— begin PAGE TEXT —

All due to management’s genius, of course!
Actually there is one thing they’ve been amazingly successful with – creating a net capital loss tax shield for some other hedge fund to re-capitalize them with and start actually offsetting them with some gains once they’ve replaced management. There is legitimate value there.
Hi Sacha. Interesting day today for the folks at PNP. They seem to really love their KEEK investment, investing another 3MM in the form of 12% notes. Mind you, it looks a testicle, spectacle wallet and watch deal for KEK as PNP will have first claim to all “present and future assets and intangibles”. Looks like 4th down and 10 to me for KEEK. The posted NAV is now $0.63 cents, an all time low, and I would think we are headed for another covenant breach? Last time that cost them an additional 2% on the deb but they were able to stretch the debt to asset ratio to 50% for 9 months. Yet, they continue to invest: Manitex and Enerdynamic just in the last 6 weeks, and KEEK today. And to be fair, Management has more skin in the game than just their salaries as they took up 17% of the shares offered last May (at 45 cents!). My question: are we headed for a covenant breach and what real options do they have to deal with it? I too own this deb so I’m curious to know your thoughts.
Second and off topic to this post, do you still own the engineering company debentures you posted about some time ago? High management ownership seems to have saved the day on that one. Creative solution to offer a demand note in return for an extension. They continue to make progress with their balance sheet, work in progress and accounts receivable and the share price is slowly climbing out of the depths of despair. The next deb to mature is the A series I believe. Possibly another opportunity coming there as well. Again, curious to know your thoughts if you still own this.
Cheers! Neil Jobin
Neil, which engineering company is that? IBI Group?
That’s correct. Apologies to Sacha, as I don’t think he ever did name the company, but the information posted by both he and I made it easy to know that it was IBI.
@Neil J: Yup, IBI. I was not subtle with my description and anybody astute (such as yourself) could easily pick it up. Their low valuations stuck out like a sore thumb on the debenture rankings. The only other one that was remotely close was Armtec and suffice to say, Brookfield is now virtually owner of that one.
Just FYI, I do not own any IBI anymore. Made a few bucks. They did an extraordinary job buying themselves some time, but the fact remains that their business needs to become more profitable than it has been in the past, and their financial leverage is far, far too high at present. A high risk, high reward type situation.
As for Keek and Pinetree, if Pinetree blows the covenant again, I think it will be another pound of flesh in a one-time cash payment, coupled with likely some sort of requirement that X% of sales proceeds go toward the repurchase of debentures and/or some sort of amortization schedule for the remaining debentures. Think about what happened to Yellow Media for a good example. I still do not know what happened about the $20 million debenture repurchase using “best efforts” when clearly only about $5 million were repurchased.

— end PAGE TEXT —

## REQUIRED TASK A
Starting with the first line of the entries and going on through the line with "[(448, 232)]", rewrite those lines with "crop scouting" changed to "field survey" and everything else left as it is. Return only those lines.

— begin GIVEN INFORMATION —

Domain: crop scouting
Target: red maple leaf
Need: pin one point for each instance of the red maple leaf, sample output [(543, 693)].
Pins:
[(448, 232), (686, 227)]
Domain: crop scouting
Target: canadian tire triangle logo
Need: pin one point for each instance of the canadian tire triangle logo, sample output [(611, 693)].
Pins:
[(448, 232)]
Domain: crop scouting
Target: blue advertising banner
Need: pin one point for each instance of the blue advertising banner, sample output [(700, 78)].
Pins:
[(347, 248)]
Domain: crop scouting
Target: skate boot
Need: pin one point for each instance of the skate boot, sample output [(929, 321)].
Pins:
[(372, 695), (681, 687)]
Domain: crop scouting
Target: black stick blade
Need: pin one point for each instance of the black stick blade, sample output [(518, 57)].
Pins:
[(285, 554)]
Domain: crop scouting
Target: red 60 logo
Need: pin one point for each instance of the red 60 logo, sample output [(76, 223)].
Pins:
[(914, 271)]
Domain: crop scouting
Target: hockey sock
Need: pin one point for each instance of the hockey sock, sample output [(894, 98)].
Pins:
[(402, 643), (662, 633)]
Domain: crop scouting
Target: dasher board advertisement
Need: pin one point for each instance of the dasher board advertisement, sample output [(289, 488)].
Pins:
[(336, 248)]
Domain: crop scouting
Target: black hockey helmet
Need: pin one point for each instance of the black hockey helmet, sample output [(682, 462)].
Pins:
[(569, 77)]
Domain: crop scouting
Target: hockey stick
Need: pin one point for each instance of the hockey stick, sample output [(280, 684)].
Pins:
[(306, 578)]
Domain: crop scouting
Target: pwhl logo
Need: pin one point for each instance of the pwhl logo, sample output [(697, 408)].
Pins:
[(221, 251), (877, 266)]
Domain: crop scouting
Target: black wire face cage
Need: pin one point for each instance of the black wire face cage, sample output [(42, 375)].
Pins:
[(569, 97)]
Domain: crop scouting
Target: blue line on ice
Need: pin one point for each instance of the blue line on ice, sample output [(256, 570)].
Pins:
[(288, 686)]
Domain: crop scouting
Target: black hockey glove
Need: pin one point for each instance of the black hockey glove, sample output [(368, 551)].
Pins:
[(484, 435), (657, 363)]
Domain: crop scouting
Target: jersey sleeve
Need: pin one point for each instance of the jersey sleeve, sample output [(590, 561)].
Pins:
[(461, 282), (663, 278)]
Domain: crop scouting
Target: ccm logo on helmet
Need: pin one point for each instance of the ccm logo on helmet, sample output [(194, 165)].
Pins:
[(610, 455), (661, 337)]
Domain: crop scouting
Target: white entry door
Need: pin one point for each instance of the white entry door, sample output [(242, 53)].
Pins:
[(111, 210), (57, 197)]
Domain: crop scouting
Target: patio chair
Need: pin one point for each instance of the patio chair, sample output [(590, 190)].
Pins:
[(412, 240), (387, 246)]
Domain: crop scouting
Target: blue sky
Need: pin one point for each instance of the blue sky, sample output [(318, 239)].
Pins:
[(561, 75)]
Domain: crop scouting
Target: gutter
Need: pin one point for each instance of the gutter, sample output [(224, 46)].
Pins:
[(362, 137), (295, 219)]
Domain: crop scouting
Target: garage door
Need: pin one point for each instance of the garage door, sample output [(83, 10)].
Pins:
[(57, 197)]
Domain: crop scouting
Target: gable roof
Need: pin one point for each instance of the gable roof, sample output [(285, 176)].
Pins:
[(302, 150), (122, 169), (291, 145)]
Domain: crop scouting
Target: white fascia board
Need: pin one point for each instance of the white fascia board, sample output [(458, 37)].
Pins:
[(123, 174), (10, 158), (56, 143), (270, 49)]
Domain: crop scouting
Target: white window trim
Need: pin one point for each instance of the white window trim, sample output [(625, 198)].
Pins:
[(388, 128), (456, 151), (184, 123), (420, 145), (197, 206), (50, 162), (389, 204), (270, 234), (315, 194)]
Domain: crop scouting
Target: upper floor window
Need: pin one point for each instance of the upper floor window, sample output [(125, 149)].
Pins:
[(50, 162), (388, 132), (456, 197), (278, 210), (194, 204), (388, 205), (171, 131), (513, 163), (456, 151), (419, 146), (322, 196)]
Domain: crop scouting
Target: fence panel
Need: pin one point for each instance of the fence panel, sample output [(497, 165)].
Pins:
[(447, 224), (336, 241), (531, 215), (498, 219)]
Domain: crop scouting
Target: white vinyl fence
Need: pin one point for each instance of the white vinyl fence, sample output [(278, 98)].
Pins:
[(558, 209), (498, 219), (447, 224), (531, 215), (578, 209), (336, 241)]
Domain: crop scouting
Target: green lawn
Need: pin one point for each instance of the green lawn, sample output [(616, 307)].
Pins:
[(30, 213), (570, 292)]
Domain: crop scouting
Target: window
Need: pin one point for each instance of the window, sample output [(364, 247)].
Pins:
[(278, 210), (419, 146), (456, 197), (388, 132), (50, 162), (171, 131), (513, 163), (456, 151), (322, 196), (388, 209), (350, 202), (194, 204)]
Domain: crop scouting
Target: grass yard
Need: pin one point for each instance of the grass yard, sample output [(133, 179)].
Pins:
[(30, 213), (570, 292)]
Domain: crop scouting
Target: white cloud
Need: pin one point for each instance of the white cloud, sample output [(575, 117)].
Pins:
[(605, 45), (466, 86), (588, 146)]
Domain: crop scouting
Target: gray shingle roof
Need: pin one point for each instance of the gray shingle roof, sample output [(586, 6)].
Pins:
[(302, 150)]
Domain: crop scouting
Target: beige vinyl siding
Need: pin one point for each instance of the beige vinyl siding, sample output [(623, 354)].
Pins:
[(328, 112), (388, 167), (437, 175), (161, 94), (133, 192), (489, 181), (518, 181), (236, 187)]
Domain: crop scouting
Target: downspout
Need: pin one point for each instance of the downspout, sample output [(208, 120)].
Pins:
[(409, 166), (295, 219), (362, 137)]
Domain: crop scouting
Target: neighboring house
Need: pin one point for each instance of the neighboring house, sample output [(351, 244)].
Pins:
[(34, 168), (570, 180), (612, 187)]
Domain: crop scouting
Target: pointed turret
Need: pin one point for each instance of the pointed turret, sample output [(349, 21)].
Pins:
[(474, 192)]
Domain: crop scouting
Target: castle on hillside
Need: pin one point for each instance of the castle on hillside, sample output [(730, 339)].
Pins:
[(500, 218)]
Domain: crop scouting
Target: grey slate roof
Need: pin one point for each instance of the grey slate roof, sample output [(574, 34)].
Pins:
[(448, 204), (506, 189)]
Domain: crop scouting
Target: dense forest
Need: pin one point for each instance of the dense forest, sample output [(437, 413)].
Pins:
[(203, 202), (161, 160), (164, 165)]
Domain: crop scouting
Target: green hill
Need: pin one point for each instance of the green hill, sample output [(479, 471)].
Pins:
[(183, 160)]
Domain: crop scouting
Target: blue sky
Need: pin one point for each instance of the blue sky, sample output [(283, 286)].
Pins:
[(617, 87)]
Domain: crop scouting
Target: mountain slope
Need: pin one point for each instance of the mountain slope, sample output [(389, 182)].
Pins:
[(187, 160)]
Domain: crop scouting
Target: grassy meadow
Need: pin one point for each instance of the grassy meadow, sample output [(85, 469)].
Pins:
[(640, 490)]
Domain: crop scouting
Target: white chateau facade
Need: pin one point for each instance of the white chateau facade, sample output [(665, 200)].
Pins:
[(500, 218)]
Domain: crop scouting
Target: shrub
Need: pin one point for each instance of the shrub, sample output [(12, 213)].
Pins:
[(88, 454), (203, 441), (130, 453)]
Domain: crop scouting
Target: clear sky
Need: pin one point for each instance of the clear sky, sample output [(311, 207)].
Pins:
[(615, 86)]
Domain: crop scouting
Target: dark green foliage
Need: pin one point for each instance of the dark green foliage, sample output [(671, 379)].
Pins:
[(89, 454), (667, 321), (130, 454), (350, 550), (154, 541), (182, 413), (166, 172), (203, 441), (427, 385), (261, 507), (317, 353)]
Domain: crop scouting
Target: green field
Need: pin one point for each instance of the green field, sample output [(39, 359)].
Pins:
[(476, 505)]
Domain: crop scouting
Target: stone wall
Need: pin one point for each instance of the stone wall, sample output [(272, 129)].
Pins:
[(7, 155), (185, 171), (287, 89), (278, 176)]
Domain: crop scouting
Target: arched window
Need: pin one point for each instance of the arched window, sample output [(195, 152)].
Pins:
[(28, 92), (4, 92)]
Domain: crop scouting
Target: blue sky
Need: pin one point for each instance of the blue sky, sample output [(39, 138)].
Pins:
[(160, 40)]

— end GIVEN INFORMATION —

## REQUIRED TASK B
From the debenture discussion, copy the passage starting with "That’s correct. Apologies" and going on through "of that one." word for word.

## EXERCISE ANSWER A
Domain: field survey
Target: red maple leaf
Need: pin one point for each instance of the red maple leaf, sample output [(543, 693)].
Pins:
[(448, 232), (686, 227)]
Domain: field survey
Target: canadian tire triangle logo
Need: pin one point for each instance of the canadian tire triangle logo, sample output [(611, 693)].
Pins:
[(448, 232)]

## EXERCISE ANSWER B
That’s correct. Apologies to Sacha, as I don’t think he ever did name the company, but the information posted by both he and I made it easy to know that it was IBI.
@Neil J: Yup, IBI. I was not subtle with my description and anybody astute (such as yourself) could easily pick it up. Their low valuations stuck out like a sore thumb on the debenture rankings. The only other one that was remotely close was Armtec and suffice to say, Brookfield is now virtually owner of that one.